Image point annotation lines
━━━━━━━━━━━━━━━━━━━━

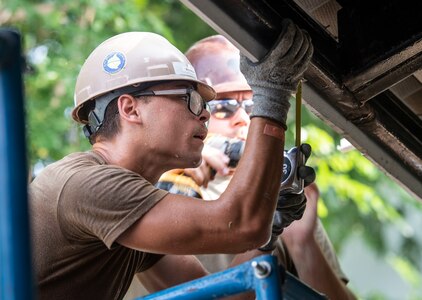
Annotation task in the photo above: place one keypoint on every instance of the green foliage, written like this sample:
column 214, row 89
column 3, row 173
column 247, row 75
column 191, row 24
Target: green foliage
column 58, row 35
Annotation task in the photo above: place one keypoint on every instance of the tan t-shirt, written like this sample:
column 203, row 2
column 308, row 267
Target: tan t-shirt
column 79, row 206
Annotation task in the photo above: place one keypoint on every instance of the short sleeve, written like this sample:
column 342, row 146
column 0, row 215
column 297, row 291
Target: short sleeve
column 102, row 201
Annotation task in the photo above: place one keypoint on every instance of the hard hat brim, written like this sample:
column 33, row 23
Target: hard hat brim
column 233, row 86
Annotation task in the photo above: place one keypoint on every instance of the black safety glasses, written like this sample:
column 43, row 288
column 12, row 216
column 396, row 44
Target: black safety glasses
column 226, row 108
column 194, row 100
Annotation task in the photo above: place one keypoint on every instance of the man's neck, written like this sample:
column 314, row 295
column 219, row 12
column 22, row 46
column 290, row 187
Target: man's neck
column 122, row 155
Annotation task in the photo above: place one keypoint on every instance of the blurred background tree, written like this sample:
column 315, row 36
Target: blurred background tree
column 357, row 199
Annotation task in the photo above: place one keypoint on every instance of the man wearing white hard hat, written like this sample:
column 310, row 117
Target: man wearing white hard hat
column 97, row 218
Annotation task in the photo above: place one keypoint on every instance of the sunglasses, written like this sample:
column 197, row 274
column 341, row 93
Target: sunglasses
column 226, row 108
column 195, row 102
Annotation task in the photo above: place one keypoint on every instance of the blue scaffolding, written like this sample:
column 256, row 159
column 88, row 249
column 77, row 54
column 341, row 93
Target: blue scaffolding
column 15, row 258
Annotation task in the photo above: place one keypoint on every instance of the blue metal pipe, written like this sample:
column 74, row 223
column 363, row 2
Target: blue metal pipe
column 259, row 274
column 15, row 257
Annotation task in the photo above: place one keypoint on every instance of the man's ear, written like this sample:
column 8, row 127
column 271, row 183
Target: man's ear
column 128, row 108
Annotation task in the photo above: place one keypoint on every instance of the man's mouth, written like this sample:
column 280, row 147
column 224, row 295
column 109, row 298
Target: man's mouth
column 201, row 135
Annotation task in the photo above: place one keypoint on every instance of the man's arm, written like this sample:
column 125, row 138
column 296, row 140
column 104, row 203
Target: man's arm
column 310, row 262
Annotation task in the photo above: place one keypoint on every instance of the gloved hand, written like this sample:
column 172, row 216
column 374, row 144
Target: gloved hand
column 277, row 75
column 290, row 207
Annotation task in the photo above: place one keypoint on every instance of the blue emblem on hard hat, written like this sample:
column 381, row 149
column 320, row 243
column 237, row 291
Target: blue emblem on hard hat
column 114, row 62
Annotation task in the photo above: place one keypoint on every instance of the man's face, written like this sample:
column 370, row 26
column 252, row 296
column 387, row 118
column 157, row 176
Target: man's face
column 234, row 125
column 174, row 134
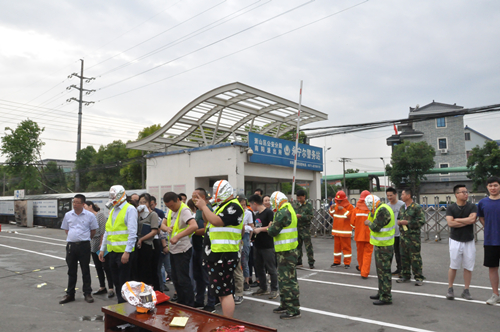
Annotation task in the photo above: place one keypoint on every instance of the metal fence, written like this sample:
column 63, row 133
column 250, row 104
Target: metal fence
column 435, row 226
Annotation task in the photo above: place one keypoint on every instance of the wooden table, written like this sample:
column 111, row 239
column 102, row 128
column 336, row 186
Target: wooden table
column 159, row 320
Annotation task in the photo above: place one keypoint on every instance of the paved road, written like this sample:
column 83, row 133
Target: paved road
column 33, row 278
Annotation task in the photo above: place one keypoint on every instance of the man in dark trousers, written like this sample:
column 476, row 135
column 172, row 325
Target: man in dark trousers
column 80, row 226
column 119, row 238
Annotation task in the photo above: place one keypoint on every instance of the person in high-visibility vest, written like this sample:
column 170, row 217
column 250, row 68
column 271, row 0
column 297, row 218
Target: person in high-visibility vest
column 341, row 229
column 222, row 242
column 382, row 229
column 119, row 239
column 364, row 249
column 286, row 240
column 181, row 225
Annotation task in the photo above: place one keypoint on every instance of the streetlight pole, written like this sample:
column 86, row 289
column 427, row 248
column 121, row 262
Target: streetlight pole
column 385, row 180
column 326, row 183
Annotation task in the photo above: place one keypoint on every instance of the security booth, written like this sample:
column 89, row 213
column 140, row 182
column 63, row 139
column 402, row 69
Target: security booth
column 232, row 133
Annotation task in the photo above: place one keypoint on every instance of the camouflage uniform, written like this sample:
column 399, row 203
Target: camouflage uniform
column 304, row 229
column 287, row 274
column 410, row 241
column 383, row 257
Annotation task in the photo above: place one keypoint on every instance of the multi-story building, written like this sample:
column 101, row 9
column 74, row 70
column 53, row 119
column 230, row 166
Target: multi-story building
column 445, row 135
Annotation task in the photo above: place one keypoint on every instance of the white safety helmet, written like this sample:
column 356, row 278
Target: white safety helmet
column 372, row 202
column 117, row 195
column 277, row 200
column 222, row 191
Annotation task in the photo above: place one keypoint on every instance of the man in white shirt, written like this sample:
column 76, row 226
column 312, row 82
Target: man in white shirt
column 80, row 226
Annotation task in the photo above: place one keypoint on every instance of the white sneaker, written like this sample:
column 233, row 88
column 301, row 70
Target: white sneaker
column 493, row 299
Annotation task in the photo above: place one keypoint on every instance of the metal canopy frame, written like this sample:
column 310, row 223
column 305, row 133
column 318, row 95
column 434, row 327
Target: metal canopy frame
column 228, row 113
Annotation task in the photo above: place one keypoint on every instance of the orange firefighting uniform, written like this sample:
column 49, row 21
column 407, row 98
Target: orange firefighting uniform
column 362, row 237
column 341, row 231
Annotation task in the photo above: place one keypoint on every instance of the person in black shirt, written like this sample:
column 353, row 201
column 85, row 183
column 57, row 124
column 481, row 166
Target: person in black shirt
column 461, row 217
column 221, row 245
column 264, row 256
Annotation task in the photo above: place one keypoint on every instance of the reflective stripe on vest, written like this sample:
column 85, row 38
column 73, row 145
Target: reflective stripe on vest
column 384, row 237
column 226, row 238
column 287, row 239
column 176, row 229
column 117, row 232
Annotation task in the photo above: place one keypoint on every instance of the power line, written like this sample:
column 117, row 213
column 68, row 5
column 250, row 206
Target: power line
column 164, row 31
column 186, row 37
column 236, row 52
column 208, row 45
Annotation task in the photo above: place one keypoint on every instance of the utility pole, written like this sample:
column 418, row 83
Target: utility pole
column 344, row 160
column 80, row 104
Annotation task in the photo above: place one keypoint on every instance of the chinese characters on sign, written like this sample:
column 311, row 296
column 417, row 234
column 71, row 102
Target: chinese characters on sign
column 275, row 151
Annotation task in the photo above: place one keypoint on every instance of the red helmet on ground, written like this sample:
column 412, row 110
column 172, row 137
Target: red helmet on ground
column 340, row 196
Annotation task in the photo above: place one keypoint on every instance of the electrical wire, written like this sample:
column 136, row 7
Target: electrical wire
column 236, row 52
column 208, row 45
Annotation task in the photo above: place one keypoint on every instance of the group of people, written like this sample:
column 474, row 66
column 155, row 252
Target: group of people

━━━━━━━━━━━━━━━━━━━━

• _Given problem_: Can you copy out all of the lines above word for word, leaving the images out?

• _Solution to the problem_:
Annotation task in the photo above: place one keypoint on every instance of the green foliage, written like this sample:
column 214, row 89
column 3, row 173
column 247, row 75
column 191, row 24
Target: green foliage
column 58, row 35
Annotation task in the photo above: place one keypoint on every instance of the tan t-shirt, written like this sample:
column 203, row 2
column 308, row 267
Target: tan t-shirt
column 79, row 206
Annotation task in the photo above: place one keypoint on every instance of the short sleeve, written like this sample:
column 342, row 146
column 0, row 215
column 297, row 291
Target: short sleeve
column 102, row 201
Annotation task in the photo above: place one keypoint on every instance of the hard hat brim, written like this sample:
column 33, row 23
Target: hard hat brim
column 233, row 86
Annotation task in the photo above: place one keypoint on every instance of the black safety glasses, written like this sample:
column 43, row 288
column 12, row 216
column 396, row 44
Target: black safety glasses
column 226, row 108
column 194, row 100
Annotation task in the photo above: place one keypoint on every instance of the man's neck, written like this sample:
column 314, row 295
column 219, row 12
column 22, row 46
column 290, row 187
Target: man's neck
column 122, row 155
Annotation task in the photo above: place one keypoint on every instance of the blurred background tree, written like this sample:
column 315, row 36
Target: blurred background tree
column 357, row 199
Annotation task in the photo above: place one keypoint on every instance of the man wearing white hard hat, written like this sample:
column 310, row 117
Target: man wearing white hard hat
column 97, row 218
Annotation task in the photo above: place one keypoint on every instance of the sunglasses, written like this sample:
column 197, row 274
column 341, row 93
Target: sunglasses
column 226, row 108
column 195, row 102
Annotation task in the photo above: place one keypoint on every instance of the blue scaffolding, written like this sample:
column 256, row 159
column 88, row 249
column 77, row 54
column 341, row 93
Target: blue scaffolding
column 15, row 258
Annotation task in the photo above: place one keypoint on every instance of the blue metal pipe, written like this sample:
column 74, row 223
column 363, row 2
Target: blue metal pipe
column 259, row 274
column 15, row 257
Annotation task in the photo above: place one keypoint on every instance of the man's ear, written like this sample:
column 8, row 127
column 271, row 183
Target: man's ear
column 128, row 108
Annotation task in the photo above: place one keypoint on every instance of the man's mouth, written like this sample:
column 280, row 147
column 224, row 295
column 109, row 298
Target: man's mouth
column 201, row 135
Annotation task in the photo above: place one keypoint on every instance of the man's arm, written like this sample:
column 125, row 138
column 296, row 140
column 104, row 203
Target: man's arm
column 310, row 262
Annotation task in the photo above: place one keypoint on every instance of the gloved hand, written like this sample:
column 172, row 216
column 374, row 144
Target: gloved hand
column 277, row 75
column 290, row 207
Annotation task in the photo above: place one keypoint on every instance of the blue emblem on hard hat, written like this sample:
column 381, row 149
column 320, row 243
column 237, row 291
Target: blue emblem on hard hat
column 114, row 62
Annotation task in the photo above: place one keypoint on every instance of the man's face, written like this sample:
column 370, row 26
column 252, row 296
column 387, row 118
column 157, row 176
Target: man's face
column 234, row 125
column 174, row 134
Annotation task in the photo above: place one keypoint on every instance of the metal fence, written like this sample:
column 63, row 133
column 250, row 104
Target: metal fence
column 435, row 226
Annotation task in the photo above: place one keypoint on every instance of the wooden table, written like this sample:
column 111, row 239
column 102, row 128
column 336, row 186
Target: wooden table
column 159, row 320
Annotation task in the photo above: place one keypoint on every instance of the paved road, written like this sample:
column 83, row 133
Target: paved road
column 33, row 278
Annotation task in the photo above: place one keypoint on every instance of the man in dark trousers, written like this sample:
column 476, row 135
column 172, row 325
Target: man in dark trousers
column 80, row 226
column 119, row 238
Annotation task in the photo above: place one keypoint on every instance of the person in high-visibility vest, written like this sample:
column 170, row 217
column 250, row 68
column 271, row 0
column 297, row 218
Target: person in high-visibility vest
column 341, row 229
column 222, row 242
column 382, row 229
column 119, row 239
column 364, row 249
column 286, row 240
column 181, row 225
Annotation task in the photo above: place one keypoint on every instance of the streetlight pole, written like this sample:
column 86, row 289
column 427, row 248
column 121, row 262
Target: streetlight pole
column 385, row 180
column 326, row 183
Annotation task in the photo above: place one keypoint on every instance of the security booth, written like this sample:
column 89, row 213
column 140, row 182
column 63, row 139
column 402, row 69
Target: security booth
column 232, row 133
Annotation task in the photo above: place one keypoint on every instance of the camouflage uniform, written like this sample:
column 399, row 203
Target: camouflage uniform
column 304, row 229
column 287, row 274
column 410, row 241
column 383, row 257
Annotation task in the photo above: place one keypoint on every instance of the multi-story building, written like this sample:
column 101, row 9
column 74, row 70
column 53, row 119
column 230, row 166
Target: multi-story building
column 445, row 135
Annotation task in the photo above: place one keypoint on every instance of the white safety helmet, written like this sample:
column 356, row 278
Target: white safety helmet
column 372, row 202
column 117, row 195
column 277, row 200
column 222, row 191
Annotation task in the photo above: place one keypoint on every instance of the man in white shirt, written like this sample:
column 76, row 226
column 312, row 82
Target: man in white shirt
column 80, row 226
Annotation task in the photo above: place one keypoint on every instance of the white sneaker, written like this sample:
column 233, row 88
column 301, row 70
Target: white sneaker
column 493, row 299
Annotation task in the photo above: place one keypoint on every instance of the metal canopy frame, written like this sample:
column 310, row 223
column 305, row 133
column 318, row 95
column 434, row 327
Target: metal canopy frame
column 228, row 113
Annotation task in the photo above: place one keypoint on every instance of the orange firefighting uniform, written like this sample:
column 49, row 21
column 407, row 98
Target: orange firefighting uniform
column 362, row 237
column 341, row 231
Annotation task in the photo above: place one keypoint on every instance of the person in black shirt, written like this sample:
column 353, row 201
column 85, row 183
column 57, row 124
column 481, row 166
Target: person in black shirt
column 461, row 217
column 221, row 245
column 264, row 256
Annotation task in the photo above: place one keypoint on every instance of the reflective stripe on vest, written like this sample:
column 85, row 38
column 73, row 145
Target: reflective stripe on vest
column 384, row 237
column 226, row 238
column 287, row 239
column 176, row 229
column 117, row 232
Annotation task in the photo above: place one keypoint on every instance of the power line, written like this sample:
column 117, row 213
column 68, row 5
column 250, row 206
Target: power line
column 164, row 31
column 186, row 37
column 236, row 52
column 208, row 45
Annotation task in the photo above: place one keypoint on every instance of the utility pole, written like this sample:
column 418, row 83
Target: utility pole
column 344, row 160
column 80, row 104
Annotation task in the photo above: place one keypoint on every instance of the chinese characters on sign, written like this sample:
column 311, row 296
column 417, row 234
column 71, row 102
Target: chinese characters on sign
column 275, row 151
Annotation task in the photo above: place one keypoint on every instance of the red helmet on ground, written like this sample:
column 412, row 110
column 172, row 137
Target: red helmet on ground
column 340, row 196
Annotation task in the photo above: place one keypoint on every instance of the electrical wire, written like this sample:
column 136, row 7
Target: electrical wire
column 236, row 52
column 208, row 45
Annotation task in the photo above: place one keypoint on every instance of the group of people, written like this sample:
column 474, row 66
column 155, row 252
Target: group of people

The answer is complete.